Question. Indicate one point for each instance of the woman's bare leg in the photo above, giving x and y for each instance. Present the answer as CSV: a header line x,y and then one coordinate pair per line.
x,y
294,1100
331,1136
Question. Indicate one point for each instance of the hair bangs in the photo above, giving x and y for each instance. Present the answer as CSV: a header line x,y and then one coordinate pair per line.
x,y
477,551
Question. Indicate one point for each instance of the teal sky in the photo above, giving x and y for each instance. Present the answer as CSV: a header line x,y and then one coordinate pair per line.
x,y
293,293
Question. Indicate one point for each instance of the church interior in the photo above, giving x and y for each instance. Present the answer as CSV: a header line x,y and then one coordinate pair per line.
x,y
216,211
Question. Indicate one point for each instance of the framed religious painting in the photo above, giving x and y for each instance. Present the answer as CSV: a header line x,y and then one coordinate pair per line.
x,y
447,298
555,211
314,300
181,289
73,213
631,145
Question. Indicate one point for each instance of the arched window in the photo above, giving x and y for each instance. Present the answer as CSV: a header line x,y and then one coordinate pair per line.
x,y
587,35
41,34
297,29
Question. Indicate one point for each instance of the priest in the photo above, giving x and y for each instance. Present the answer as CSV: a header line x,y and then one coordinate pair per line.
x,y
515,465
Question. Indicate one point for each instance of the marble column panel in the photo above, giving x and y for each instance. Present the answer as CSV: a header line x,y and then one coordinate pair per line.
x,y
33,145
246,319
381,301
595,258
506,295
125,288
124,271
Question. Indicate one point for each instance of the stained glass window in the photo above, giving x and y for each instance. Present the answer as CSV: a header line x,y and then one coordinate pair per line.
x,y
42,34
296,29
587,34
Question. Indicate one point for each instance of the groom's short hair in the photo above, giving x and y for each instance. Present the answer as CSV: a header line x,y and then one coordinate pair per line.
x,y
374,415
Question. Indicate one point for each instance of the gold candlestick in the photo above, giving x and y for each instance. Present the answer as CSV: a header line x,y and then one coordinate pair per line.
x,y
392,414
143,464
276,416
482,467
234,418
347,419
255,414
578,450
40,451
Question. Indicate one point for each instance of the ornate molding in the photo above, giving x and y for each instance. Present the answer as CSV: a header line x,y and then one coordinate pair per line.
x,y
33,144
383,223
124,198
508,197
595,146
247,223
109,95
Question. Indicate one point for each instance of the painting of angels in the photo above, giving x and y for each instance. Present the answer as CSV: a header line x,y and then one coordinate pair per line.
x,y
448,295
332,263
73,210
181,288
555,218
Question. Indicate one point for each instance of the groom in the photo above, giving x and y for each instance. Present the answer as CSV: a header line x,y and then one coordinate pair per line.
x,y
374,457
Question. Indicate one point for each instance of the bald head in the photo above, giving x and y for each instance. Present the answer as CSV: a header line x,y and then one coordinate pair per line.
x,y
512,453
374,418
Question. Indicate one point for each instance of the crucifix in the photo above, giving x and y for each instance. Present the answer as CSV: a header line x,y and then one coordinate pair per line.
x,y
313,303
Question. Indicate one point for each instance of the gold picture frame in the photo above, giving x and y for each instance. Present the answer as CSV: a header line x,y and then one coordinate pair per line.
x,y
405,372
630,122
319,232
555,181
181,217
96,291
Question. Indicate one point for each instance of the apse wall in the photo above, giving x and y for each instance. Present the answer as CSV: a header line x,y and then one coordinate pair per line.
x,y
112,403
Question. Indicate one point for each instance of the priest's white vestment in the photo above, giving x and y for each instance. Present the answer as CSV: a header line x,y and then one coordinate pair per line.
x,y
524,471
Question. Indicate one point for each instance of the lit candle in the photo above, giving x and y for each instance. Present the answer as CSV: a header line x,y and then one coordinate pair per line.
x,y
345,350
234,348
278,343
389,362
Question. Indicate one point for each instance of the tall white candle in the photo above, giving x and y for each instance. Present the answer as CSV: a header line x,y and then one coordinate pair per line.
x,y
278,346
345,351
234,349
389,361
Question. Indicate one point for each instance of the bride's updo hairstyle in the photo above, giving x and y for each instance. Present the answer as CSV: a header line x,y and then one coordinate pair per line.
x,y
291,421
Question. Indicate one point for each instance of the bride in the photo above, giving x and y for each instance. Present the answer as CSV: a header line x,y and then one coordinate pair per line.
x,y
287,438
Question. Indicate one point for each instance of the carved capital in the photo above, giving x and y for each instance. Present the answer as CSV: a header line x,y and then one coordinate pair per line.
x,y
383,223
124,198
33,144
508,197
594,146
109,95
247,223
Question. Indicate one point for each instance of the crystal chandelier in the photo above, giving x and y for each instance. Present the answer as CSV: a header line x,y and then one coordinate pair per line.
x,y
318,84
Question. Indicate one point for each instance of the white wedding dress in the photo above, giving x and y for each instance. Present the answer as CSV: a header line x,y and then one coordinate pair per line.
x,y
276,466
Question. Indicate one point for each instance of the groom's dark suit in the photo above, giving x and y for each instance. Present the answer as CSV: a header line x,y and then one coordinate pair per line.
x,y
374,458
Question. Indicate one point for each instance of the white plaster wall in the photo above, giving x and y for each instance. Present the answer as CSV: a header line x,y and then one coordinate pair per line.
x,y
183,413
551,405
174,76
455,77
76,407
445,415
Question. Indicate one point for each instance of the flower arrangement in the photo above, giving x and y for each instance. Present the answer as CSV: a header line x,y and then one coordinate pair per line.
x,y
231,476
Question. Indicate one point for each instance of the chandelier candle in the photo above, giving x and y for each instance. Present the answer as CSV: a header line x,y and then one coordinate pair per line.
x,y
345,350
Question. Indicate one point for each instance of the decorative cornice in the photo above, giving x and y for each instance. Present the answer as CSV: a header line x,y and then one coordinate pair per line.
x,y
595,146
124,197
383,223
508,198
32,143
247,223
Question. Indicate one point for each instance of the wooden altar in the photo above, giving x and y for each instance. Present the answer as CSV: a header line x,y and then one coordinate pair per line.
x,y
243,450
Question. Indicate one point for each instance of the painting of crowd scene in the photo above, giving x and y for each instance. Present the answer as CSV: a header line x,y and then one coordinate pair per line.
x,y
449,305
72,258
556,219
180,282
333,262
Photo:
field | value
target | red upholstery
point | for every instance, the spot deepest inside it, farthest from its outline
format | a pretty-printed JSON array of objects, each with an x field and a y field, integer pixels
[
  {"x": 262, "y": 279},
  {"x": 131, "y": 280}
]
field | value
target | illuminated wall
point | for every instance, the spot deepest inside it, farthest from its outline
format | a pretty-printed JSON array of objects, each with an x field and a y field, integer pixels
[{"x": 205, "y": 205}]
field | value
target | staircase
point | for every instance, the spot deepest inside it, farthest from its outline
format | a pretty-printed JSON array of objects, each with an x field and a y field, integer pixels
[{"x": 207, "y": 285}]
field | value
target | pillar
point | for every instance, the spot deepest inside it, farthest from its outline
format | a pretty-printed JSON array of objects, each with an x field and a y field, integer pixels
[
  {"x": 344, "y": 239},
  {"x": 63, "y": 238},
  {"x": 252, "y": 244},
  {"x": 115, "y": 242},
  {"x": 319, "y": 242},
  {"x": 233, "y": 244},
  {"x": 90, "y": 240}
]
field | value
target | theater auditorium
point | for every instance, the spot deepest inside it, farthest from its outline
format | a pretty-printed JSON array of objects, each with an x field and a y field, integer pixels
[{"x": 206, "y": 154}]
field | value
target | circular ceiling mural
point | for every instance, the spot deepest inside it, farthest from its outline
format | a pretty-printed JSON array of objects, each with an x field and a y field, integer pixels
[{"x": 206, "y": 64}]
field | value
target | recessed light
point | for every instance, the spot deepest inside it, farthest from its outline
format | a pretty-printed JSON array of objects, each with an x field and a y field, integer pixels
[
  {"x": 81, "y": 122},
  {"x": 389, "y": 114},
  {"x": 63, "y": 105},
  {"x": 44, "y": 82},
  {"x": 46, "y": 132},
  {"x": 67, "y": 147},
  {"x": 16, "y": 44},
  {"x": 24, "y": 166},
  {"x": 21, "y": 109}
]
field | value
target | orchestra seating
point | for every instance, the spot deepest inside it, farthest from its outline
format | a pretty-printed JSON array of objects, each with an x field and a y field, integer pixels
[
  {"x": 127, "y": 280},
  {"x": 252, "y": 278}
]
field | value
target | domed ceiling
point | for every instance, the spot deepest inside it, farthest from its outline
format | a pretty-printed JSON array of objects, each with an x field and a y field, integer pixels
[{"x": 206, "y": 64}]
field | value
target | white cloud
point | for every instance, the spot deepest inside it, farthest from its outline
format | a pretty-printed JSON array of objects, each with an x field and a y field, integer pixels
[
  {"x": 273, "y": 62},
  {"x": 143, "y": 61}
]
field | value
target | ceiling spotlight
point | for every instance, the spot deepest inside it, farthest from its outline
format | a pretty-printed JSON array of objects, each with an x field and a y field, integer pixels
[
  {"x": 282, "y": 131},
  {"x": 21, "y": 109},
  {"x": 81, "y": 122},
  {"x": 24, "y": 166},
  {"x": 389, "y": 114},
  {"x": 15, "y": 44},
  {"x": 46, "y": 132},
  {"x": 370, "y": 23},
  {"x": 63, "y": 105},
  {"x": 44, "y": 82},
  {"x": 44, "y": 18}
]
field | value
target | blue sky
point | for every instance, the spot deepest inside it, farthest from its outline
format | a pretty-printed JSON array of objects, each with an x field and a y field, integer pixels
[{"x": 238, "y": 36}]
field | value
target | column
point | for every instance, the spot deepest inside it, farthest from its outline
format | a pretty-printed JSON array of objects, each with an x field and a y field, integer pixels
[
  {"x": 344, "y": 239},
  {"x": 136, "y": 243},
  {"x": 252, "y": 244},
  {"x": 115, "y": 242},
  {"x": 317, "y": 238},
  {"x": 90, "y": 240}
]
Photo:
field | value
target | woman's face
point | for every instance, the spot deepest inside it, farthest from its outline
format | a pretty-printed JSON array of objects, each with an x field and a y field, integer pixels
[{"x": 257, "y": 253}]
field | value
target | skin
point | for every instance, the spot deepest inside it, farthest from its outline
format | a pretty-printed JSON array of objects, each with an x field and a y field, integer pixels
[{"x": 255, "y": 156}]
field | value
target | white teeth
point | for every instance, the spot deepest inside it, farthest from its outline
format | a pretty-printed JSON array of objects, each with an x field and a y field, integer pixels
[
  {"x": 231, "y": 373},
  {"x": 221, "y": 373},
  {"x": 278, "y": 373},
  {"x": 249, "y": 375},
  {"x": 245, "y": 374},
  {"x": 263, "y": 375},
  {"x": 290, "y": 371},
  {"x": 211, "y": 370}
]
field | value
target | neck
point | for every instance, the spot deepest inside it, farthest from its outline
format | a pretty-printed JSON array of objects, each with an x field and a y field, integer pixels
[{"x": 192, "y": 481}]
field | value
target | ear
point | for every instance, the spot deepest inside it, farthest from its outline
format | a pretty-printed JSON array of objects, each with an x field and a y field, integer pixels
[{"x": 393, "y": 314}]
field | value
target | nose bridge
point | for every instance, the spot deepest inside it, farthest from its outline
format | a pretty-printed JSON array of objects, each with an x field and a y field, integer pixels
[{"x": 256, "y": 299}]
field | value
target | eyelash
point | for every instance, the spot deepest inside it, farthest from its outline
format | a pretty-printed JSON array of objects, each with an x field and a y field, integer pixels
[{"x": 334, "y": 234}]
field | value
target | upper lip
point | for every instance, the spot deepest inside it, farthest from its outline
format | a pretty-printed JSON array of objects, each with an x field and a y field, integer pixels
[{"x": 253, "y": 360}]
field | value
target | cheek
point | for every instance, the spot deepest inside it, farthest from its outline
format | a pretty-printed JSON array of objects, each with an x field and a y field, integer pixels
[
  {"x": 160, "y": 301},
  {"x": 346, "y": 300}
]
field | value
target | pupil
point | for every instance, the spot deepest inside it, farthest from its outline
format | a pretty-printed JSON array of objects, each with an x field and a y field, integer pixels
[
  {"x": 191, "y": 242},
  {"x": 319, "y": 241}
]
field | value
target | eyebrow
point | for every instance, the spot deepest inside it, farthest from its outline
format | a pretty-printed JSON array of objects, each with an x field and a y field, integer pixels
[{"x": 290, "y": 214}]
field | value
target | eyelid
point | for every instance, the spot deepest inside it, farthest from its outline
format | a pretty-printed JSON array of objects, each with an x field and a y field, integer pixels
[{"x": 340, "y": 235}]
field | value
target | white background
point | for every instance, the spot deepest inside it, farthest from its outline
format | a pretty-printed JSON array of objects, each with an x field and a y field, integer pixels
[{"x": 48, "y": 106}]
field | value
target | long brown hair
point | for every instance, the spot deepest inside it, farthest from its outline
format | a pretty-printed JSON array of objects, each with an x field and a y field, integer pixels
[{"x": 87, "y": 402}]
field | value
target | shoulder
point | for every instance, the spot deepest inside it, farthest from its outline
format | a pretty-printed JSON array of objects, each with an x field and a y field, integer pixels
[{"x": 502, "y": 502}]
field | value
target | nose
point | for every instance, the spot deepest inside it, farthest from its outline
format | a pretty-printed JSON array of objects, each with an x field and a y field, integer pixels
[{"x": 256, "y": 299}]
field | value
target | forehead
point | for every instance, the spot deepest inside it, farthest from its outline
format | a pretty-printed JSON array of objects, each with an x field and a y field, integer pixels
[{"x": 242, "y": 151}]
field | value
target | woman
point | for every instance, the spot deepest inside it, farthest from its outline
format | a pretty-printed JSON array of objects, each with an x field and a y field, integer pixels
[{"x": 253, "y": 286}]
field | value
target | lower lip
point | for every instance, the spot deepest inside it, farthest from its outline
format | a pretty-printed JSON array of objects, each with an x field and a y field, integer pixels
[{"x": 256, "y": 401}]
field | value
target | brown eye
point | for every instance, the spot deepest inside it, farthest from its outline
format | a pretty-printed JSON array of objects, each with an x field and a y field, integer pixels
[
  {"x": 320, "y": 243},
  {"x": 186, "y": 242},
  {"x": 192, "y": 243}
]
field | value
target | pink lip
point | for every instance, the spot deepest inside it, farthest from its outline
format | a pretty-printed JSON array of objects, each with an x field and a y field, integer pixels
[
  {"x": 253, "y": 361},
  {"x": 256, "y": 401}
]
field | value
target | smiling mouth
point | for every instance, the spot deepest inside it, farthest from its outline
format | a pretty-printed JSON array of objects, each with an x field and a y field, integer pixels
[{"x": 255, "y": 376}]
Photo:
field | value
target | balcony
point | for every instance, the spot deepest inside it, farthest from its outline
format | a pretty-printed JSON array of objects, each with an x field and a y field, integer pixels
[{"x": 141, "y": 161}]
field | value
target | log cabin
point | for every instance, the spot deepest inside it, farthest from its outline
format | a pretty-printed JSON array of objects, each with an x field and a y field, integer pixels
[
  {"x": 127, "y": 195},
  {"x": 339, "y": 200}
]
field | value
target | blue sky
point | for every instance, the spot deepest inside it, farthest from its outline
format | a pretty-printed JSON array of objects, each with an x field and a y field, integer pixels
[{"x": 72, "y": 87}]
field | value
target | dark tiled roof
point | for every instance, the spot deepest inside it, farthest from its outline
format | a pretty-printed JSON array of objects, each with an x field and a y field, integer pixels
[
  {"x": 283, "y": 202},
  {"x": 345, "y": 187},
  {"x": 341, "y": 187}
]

→ **TASK REQUIREMENTS**
Copy every line of the material above in which the word "ceiling" appears.

→ **EXPECTED ANSWER**
target | circular ceiling mural
target | domed ceiling
target | ceiling spotlight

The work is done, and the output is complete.